### Exercise directions:
Print everything from the line containing "Every white lab" down to the line containing "[52,91,86,221]", with both of those lines included and no changes.
-- START OF Input material --
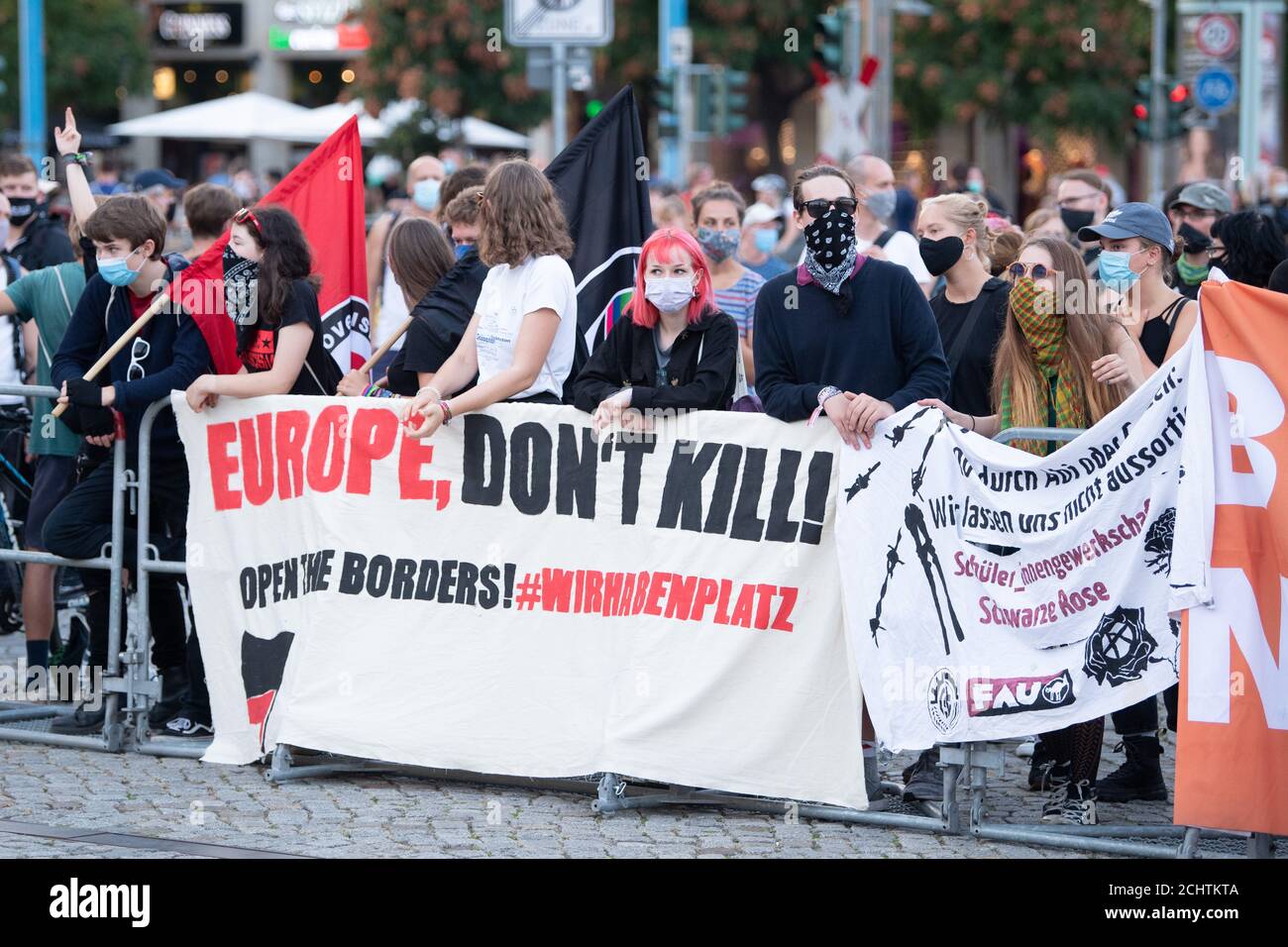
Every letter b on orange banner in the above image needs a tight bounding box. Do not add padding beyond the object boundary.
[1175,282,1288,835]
-- END OF Input material --
-- START OF Input material --
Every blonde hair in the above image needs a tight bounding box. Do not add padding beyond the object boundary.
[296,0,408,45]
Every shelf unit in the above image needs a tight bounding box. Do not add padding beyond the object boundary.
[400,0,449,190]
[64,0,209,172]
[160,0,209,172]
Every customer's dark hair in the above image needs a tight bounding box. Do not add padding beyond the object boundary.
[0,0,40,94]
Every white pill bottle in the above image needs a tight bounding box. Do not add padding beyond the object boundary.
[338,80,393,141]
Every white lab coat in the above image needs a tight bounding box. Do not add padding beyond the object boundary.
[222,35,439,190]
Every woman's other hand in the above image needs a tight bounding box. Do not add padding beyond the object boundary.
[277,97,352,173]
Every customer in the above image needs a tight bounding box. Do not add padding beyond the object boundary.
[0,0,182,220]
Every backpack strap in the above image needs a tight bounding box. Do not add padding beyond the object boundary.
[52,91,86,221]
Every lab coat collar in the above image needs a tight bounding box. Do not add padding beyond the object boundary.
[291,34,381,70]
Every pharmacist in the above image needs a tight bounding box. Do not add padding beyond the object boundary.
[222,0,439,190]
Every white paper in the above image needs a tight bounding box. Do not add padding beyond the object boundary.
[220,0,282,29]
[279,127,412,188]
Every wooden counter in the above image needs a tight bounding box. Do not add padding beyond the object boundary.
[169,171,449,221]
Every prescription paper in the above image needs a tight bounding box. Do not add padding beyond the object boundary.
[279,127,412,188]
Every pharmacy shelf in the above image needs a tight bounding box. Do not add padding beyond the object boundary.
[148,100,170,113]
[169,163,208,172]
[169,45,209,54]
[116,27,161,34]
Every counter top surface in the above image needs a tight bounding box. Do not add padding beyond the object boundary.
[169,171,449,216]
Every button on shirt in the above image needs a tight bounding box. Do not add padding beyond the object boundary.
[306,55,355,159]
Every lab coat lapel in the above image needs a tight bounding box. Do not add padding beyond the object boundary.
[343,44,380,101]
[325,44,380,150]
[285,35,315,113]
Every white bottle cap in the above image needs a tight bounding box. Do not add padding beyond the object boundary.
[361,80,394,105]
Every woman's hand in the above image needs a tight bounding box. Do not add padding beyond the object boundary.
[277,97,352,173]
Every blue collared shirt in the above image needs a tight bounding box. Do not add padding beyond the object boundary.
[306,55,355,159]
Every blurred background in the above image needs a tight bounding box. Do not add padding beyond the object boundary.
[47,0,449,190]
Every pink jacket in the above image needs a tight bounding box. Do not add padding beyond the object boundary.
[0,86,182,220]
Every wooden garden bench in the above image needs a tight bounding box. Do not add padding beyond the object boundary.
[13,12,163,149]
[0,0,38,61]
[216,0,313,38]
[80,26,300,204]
-- END OF Input material --
-- START OF Input material --
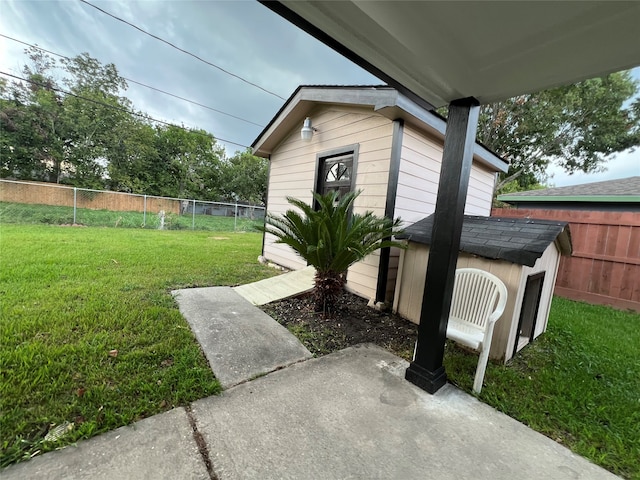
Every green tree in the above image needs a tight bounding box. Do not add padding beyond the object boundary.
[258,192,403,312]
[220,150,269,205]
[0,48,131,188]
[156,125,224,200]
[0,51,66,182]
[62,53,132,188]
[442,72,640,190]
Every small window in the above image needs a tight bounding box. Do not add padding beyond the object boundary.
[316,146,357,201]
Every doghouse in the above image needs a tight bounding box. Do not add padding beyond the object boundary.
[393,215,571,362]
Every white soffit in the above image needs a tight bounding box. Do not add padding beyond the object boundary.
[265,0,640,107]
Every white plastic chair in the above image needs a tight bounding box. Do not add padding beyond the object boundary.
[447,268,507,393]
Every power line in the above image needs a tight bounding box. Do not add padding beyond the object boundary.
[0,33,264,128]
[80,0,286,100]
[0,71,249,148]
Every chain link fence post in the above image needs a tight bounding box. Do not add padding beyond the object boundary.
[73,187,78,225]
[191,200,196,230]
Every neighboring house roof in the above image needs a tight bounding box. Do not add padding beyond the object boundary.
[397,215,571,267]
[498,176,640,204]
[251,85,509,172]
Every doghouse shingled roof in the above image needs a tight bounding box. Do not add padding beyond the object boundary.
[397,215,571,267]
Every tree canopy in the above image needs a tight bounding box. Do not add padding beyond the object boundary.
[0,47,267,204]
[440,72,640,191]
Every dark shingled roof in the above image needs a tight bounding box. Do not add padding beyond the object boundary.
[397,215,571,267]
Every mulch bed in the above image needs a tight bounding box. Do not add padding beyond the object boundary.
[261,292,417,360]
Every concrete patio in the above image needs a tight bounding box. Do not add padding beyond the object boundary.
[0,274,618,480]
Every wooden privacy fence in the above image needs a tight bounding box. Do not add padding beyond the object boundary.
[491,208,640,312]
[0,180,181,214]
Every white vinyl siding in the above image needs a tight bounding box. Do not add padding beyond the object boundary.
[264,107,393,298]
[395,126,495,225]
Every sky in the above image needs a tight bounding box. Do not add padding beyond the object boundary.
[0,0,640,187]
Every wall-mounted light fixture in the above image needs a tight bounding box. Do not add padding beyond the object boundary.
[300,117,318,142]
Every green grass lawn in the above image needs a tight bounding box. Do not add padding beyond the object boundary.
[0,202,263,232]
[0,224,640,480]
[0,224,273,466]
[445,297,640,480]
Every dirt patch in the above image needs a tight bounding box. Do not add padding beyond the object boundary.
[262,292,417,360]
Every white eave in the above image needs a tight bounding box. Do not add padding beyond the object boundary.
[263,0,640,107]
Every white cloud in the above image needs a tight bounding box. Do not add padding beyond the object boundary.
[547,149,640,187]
-- END OF Input material --
### Reply to the task:
Every white lab coat in the above image needs a tight bounding box. Do not add padding beyond the object boundary.
[222,35,439,190]
Every woman's other hand in the above image needs a tight bounding box. Do not add padding beyond the object boundary.
[277,97,352,173]
Every customer in the above image needs a tight bounding box. Do not add padding beyond the object boundary.
[0,0,182,220]
Every backpack strap in the above image needs a tight bounding box. Do not add padding beyond the object boundary.
[52,91,86,221]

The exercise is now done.